* [Fragment tekstu]
-------------------------
Autorstwa Adrian Grycuk - Praca własna, CC BY-SA 3.0 pl, https://commons.wikimedia.org/w/index.php?curid=37535839

Afera wizowa

Prawo i Sprawiedliwość przekonuje, że powrót Donalda Tuska do władzy będzie oznaczać inwazję nielegalnych imigrantów. Jednak sama partia rządząca mierzy się obecnie z zarzutami opozycji o przyjmowanie imigrantów z państw trzecich.

„Tusk równa się inwazja nielegalnych imigrantów” – przekonuje Prawo i Sprawiedliwość w swoim najnowszym spocie wyborczym. Politycy tej partii twierdzą, że powrót Donalda Tuska do władzy będzie oznaczać napływ nielegalnych imigrantów do naszego kraju.
-------------------------
* [Polecenie]
Co według Prawa i Sprawiedliwości będzie oznaczać powrót Donalda Tuska do władzy, zgodnie z fragmentem tekstu o aferze wizowej? Wiersze pochodzą z innego źródła niż fragment tekstu.

* [Zapisane dane]
-------------------------
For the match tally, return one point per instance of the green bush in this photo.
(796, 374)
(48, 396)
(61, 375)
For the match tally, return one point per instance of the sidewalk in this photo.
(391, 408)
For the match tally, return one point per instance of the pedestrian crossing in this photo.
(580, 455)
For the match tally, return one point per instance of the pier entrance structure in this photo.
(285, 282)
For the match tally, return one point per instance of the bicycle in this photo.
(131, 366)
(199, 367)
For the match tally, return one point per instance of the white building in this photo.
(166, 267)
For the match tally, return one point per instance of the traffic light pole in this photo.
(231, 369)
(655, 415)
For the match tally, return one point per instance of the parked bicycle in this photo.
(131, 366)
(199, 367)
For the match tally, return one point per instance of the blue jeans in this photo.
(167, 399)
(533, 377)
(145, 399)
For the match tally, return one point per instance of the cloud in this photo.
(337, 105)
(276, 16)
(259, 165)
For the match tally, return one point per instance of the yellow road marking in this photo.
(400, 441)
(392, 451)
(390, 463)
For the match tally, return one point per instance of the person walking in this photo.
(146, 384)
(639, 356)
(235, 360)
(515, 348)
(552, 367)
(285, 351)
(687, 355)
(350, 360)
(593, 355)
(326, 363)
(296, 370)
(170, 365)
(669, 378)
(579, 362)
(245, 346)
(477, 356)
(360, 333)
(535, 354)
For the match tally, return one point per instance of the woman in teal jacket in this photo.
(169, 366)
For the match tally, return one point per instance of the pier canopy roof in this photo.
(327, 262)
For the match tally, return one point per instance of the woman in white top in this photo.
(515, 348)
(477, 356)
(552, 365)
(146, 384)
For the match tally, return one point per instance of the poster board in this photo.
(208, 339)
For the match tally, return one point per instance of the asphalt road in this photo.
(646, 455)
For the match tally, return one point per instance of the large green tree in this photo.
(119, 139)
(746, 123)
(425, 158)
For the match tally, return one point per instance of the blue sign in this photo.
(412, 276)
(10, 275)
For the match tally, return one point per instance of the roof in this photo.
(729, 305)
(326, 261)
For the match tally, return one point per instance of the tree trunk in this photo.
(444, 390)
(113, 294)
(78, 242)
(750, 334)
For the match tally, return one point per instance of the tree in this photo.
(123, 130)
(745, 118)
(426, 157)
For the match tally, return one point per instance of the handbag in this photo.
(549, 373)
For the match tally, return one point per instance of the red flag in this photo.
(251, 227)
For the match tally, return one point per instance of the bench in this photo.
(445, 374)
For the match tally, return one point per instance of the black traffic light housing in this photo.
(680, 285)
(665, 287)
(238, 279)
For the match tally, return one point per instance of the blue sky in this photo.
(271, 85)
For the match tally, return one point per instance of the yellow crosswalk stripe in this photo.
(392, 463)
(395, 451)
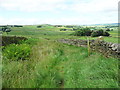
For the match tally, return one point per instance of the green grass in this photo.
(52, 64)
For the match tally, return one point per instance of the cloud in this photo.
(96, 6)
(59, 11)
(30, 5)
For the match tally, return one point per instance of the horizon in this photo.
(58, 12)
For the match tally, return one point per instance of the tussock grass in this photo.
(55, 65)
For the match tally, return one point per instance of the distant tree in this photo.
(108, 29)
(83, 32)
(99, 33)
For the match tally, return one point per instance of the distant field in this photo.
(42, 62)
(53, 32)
-------------------------
* [Pełna odpowiedź]
Inwazję nielegalnych imigrantów.